REQUIRED WORK>
Take the line that contains "of the navy" as the first line and the final line of the records as the last; return exactly those lines and the lines between.

=-=-=-=-=

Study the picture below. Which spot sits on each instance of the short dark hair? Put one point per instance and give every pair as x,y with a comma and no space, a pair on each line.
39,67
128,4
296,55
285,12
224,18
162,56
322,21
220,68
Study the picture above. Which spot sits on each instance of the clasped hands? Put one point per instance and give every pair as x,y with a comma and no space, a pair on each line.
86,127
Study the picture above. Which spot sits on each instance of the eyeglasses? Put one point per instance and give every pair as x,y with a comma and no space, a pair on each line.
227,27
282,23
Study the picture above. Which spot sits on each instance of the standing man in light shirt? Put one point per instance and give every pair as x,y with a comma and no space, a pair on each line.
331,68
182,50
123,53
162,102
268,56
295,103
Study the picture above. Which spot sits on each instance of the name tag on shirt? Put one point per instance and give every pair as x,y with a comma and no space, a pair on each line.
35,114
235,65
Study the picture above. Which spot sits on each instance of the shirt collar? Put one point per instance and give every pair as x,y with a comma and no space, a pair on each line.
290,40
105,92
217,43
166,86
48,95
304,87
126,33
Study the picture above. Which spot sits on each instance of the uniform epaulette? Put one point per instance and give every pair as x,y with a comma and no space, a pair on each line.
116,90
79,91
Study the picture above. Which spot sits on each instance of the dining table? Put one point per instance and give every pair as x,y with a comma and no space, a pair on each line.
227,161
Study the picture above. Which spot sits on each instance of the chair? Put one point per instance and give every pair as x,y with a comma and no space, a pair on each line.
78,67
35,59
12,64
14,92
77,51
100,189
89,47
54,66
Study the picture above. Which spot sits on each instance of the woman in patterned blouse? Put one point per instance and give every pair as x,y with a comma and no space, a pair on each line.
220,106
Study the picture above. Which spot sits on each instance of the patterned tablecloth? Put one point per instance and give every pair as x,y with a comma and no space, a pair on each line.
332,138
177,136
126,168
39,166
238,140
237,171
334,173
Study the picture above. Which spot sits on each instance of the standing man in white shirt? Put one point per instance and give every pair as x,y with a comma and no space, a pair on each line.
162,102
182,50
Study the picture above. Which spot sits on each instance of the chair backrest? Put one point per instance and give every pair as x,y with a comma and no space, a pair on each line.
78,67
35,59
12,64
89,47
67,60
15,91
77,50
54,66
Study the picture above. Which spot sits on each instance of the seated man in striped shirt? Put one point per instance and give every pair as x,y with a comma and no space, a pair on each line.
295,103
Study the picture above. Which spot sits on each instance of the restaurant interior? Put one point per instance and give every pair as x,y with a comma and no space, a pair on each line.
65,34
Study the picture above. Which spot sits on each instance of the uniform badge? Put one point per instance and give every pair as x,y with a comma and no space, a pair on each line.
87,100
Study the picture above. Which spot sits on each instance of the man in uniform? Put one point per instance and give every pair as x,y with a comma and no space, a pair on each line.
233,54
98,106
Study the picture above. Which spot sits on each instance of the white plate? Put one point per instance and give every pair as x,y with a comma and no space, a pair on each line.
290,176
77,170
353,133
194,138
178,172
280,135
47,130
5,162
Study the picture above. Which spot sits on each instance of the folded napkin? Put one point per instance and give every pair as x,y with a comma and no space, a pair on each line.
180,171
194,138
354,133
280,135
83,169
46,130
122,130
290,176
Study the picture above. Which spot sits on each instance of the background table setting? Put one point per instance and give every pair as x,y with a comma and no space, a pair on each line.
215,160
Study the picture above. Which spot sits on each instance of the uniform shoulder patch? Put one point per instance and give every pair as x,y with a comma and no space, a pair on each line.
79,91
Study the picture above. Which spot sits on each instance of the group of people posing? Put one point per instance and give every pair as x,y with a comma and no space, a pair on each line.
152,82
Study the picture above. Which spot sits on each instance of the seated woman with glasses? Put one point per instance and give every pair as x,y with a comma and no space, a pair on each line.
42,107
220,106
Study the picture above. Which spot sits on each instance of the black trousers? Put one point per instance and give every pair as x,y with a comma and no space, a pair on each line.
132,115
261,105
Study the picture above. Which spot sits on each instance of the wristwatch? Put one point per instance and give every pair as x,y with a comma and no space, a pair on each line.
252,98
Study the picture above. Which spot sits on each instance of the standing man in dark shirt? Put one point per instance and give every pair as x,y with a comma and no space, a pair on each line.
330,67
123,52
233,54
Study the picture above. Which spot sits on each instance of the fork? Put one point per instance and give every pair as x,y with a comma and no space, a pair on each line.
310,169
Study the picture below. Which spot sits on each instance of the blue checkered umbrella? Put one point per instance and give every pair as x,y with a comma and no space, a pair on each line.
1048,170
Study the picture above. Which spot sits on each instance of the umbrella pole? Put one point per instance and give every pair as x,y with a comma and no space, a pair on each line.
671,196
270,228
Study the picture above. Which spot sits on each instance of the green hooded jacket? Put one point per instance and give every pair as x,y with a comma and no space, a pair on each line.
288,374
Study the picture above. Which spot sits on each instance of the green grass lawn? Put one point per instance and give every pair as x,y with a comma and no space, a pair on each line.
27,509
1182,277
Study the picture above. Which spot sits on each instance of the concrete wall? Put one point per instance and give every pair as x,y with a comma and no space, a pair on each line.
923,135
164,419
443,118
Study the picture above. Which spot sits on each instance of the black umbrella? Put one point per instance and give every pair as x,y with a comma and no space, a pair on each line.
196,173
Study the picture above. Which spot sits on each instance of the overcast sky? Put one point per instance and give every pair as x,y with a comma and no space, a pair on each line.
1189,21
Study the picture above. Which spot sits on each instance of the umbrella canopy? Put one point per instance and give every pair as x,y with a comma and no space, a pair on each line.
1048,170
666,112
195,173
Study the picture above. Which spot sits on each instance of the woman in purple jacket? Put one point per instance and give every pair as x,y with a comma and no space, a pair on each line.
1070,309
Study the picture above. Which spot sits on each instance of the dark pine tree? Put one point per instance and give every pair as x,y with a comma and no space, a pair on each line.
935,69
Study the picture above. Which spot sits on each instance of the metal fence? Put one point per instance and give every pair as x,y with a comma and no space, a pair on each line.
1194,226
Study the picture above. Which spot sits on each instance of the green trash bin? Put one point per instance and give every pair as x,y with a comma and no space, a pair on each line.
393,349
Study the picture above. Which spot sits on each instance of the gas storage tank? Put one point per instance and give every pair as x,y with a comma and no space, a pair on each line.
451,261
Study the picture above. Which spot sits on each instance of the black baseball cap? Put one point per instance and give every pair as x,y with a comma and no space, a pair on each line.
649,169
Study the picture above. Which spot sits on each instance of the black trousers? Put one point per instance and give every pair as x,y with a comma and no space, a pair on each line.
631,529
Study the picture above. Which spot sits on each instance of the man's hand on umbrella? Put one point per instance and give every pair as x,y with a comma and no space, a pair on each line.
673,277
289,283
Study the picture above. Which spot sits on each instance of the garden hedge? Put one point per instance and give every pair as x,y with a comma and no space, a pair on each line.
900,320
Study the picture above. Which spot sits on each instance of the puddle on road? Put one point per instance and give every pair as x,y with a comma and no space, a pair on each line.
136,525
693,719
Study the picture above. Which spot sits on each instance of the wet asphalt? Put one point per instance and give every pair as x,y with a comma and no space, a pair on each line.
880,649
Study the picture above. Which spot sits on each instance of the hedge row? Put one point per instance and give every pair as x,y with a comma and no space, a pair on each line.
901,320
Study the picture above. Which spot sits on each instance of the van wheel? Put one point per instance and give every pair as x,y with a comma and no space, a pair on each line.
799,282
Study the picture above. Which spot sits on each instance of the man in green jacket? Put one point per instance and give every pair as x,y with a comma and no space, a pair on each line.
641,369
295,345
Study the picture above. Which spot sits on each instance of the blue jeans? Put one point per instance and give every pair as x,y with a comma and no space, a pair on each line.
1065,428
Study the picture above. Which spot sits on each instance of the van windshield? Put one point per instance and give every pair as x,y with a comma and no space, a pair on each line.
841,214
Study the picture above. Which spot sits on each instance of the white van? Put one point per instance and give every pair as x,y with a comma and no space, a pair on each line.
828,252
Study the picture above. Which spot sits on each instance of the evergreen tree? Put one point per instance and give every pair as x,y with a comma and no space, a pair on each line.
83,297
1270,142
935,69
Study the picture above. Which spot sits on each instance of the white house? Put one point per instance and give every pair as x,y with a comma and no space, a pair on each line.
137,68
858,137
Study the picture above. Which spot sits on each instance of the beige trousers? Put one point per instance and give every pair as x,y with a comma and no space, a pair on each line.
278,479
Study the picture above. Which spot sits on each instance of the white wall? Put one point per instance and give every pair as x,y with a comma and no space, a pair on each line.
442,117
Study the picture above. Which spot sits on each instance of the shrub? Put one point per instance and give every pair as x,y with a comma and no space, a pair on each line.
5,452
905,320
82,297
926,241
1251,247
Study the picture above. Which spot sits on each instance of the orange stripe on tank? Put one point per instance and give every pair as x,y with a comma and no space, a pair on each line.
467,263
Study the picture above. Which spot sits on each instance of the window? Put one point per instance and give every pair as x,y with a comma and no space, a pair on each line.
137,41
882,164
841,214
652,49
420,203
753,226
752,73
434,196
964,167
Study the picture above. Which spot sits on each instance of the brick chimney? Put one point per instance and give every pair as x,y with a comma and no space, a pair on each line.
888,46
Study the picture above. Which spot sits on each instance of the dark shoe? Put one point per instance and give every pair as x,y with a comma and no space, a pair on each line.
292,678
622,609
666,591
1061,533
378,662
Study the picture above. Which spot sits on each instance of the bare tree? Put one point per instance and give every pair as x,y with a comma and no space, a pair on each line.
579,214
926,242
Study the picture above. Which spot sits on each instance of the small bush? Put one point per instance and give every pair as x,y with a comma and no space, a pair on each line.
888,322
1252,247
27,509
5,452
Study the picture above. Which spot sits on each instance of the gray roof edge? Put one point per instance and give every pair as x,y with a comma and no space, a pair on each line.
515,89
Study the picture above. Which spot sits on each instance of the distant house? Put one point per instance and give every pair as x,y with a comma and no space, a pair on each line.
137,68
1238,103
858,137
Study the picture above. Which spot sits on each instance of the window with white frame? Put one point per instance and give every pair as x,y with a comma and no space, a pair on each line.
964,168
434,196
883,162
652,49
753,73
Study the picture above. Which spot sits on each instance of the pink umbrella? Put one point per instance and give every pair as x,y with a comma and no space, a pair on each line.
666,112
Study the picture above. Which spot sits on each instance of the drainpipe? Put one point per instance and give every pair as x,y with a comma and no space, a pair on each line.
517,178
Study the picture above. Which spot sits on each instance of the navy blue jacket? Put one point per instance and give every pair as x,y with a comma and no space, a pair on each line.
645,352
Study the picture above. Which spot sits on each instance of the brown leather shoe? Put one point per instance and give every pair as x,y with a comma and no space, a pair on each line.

=-=-=-=-=

RESPONSE AREA>
Study the picture above. Which spot sits on each instance of the navy blue jacket? Put one point per instance and give every pair as x,y with a comma and no space, a pair on each line.
645,352
Study the picture above. Which spot sits on each instance of the brown leather shoe? Put one point per instance and give every pair as x,y with a comma and no space, a pair on each line.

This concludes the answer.